Study text

Genetic part of the equation. Birth weight is highly heritable, from the maternal side: some sow families give heavy piglets, others light. Heritable also means repeatable, sorting sows based on first and/or second litter birth weights will definitely create difference in third or later parity. Service sire, father of the piglets has very little to do with birth weight.
Within litter standard deviation is heritable too, at a lower level, but still. Genetic selection can reduce variation in birth weight. Unfortunately there is a high positive correlation between level and variation. Selecting for higher birth weight will give more variation and selection for more uniformity will make pigs lighter. Interesting challenge for breeding companies.
I fully support the proper sorting of piglets based on birth weight and day of birth, there is serious money involved in the proper management of the different groups.
The sources of variation for birth weight and their relative importance varies from species to species. In pigs, the genetic variation is greatest for the maternal effect and not the direct genetic effect. The uterine environment is the largest source of variation. In beef cattle, the direct effect have more genetic variation. In humans, the maternal effect is largest and the sire has little effect. My wife comes from family with long gestation lengths and gestation high sugars. My first son was born 12 lbs 12 ounces. The beef cattle boys ( profs) - posted a sire summary and put my name and EPD for birth weight of 12.75 -- and suggestion I should be culled as a cow killer. Well-- culling decisions of sires must be based on more than 1 offspring our of one dam -- but also in humans the sire has little impact on the birth of the offspring. The exact opposite of cattle. Horses are in between the sire and the dam breed have effects but if small breed large breed reciprocal crosses are made the larger offspring will be out the large dam breed.
Also the much of the economic impact of variation is at the pork processor level. Increased variation in Carcass weight causes increased variation in the cut weights. The distribution of carcass weight with serial marketing of pigs from a barn ( for example 25 % -- then 25% in 10 days and the remainder in 15 days) results in a non-normal distribution carcass weights. If pigs BW's are close to normal - serial cuts from a normal is not normal. We have done simulation and actual data that the accuracy in which pigs are sorted can double the stand deviation in the carcass weights of the pigs delivered. The amount of variation in carcass weight and the distribution of carcass weight is greatly affected by the accuracy in which pigs are sorted for market. Published in "The Professional Animal Scientist- 2016.

Dataset content
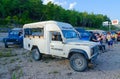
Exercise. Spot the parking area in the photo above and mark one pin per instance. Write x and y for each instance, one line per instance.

Task set
A - According to the birth weight text, what is the largest source of variation for birth weight in pigs?
B - Summarize the birth weight text in two sentences.
C - Extract from the birth weight text the part that opens with the words containing "Within litter standard" and closes with "the different groups.".

Results of the tasks
A - The uterine environment.

B - In pigs, birth weight and its variation within a litter are heritable mostly through the sow, not the sire, though selecting for heavier piglets tends to increase variation and selecting for uniformity makes pigs lighter. How much the sire and dam matter differs among pigs, cattle, humans and horses, and much of the economic cost of weight variation falls on pork processors, where the accuracy of sorting pigs for market strongly affects how carcass weights vary.

C -
Within litter standard deviation is heritable too, at a lower level, but still. Genetic selection can reduce variation in birth weight. Unfortunately there is a high positive correlation between level and variation. Selecting for higher birth weight will give more variation and selection for more uniformity will make pigs lighter. Interesting challenge for breeding companies.
I fully support the proper sorting of piglets based on birth weight and day of birth, there is serious money involved in the proper management of the different groups.